# Parts of the exercise
**1.** In the article on Microsoft's security products, what new name is the company giving its Identity Lifecycle Manager product?
**2.** Continue the article on Microsoft's security products from its last sentence.

# Text excerpt
The releases will follow the timeline of Exchange 2010, which entered public beta this week. More hosted security services will be coming but Leland declined to elaborate.

Microsoft also will finally release on Thursday a new, public beta version of its Stirling security suite, which is the next generation of the Forefront software.

The initial beta version of Stirling was released a year ago and was supposed to be refreshed by the end of 2008. It will include client, server, and application security technology and offer a single management console.

Stirling components will come in staggered releases starting later this year with Forefront Security for Exchange and Threat Management and continuing through the first half of 2010, Leland said.

The company also is changing the name of its Identity Lifecycle Manager product to Forefront Identity Manager and plans to offer a new set of technologies, code-named Geneva, for helping corporations improve the security of software and services, Microsoft said.

In addition, Microsoft said it is investing $75 million in a partner ecosystem, including making a strategic partnership with RSA. Other companies integrating with Stirling include Kaspersky, Brocade, Juniper Networks, Guardium, Imperva, Sourcefire, StillSecure, Q1 Labs, and Tipping Point.

# Entries shown

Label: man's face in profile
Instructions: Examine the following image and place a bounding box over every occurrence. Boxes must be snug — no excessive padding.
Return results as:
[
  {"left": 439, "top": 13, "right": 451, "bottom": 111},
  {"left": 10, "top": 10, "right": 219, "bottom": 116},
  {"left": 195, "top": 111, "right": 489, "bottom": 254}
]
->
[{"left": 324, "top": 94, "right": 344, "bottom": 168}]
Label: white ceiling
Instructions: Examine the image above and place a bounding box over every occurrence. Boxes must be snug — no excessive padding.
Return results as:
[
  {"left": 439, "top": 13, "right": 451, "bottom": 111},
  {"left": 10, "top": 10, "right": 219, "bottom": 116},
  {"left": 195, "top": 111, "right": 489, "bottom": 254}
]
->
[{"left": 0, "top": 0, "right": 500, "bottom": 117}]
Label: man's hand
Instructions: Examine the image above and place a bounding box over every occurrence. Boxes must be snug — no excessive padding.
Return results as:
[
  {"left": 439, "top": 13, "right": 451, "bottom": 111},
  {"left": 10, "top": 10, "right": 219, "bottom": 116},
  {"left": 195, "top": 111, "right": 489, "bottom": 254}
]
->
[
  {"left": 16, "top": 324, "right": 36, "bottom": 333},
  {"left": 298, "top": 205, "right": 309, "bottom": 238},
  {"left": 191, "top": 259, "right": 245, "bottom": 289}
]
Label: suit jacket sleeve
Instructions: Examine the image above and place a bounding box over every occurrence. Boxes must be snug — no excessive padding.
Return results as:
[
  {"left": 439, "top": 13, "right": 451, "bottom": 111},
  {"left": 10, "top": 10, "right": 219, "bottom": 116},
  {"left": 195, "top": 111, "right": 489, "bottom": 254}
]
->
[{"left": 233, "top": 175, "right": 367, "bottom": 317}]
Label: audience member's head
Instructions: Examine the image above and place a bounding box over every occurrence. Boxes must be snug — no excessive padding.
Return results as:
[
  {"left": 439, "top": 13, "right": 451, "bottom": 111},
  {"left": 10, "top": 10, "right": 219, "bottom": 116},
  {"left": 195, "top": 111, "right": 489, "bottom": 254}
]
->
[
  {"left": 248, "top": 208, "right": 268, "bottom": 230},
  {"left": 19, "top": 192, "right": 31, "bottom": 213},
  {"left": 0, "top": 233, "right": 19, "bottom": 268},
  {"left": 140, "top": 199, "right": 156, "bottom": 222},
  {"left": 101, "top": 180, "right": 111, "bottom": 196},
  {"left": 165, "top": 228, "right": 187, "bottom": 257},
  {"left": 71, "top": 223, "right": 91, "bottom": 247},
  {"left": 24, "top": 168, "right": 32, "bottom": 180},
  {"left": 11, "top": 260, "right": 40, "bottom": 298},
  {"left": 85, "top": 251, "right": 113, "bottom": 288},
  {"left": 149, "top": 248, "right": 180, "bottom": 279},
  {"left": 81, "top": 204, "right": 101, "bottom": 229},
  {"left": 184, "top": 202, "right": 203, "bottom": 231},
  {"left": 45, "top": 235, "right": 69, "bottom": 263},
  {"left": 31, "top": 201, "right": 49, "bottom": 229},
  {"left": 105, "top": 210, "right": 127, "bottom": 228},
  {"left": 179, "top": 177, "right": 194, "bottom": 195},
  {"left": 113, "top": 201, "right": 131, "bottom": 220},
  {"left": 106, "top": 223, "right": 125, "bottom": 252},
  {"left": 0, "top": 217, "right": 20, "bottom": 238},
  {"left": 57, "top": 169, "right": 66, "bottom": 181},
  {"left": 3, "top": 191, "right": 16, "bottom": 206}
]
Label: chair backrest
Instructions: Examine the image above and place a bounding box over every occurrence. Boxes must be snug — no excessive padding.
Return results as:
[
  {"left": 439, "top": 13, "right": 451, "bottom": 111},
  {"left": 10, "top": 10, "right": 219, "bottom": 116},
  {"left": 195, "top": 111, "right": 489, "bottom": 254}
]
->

# Answer list
**1.** Forefront Identity Manager.

**2.**
The moves are part of the company's strategy to provide "Business Ready Security."

The moves are part of Microsoft's effort to broaden the scope of its security offerings to incorporate data protection, access and management, all built around the concept of identity, Leland said.

Microsoft wants to offer the ability for corporations to set "fine-grained security policies and have a deeper understanding about who in the organization is trying to access data and what they are trying to do with it," he said.

Elinor Mills covers Internet security and privacy. She joined CNET News in 2005 after working as a foreign correspondent for Reuters in Portugal and writing for The Industry Standard, the IDG News Service, and the Associated Press. E-mail Elinor.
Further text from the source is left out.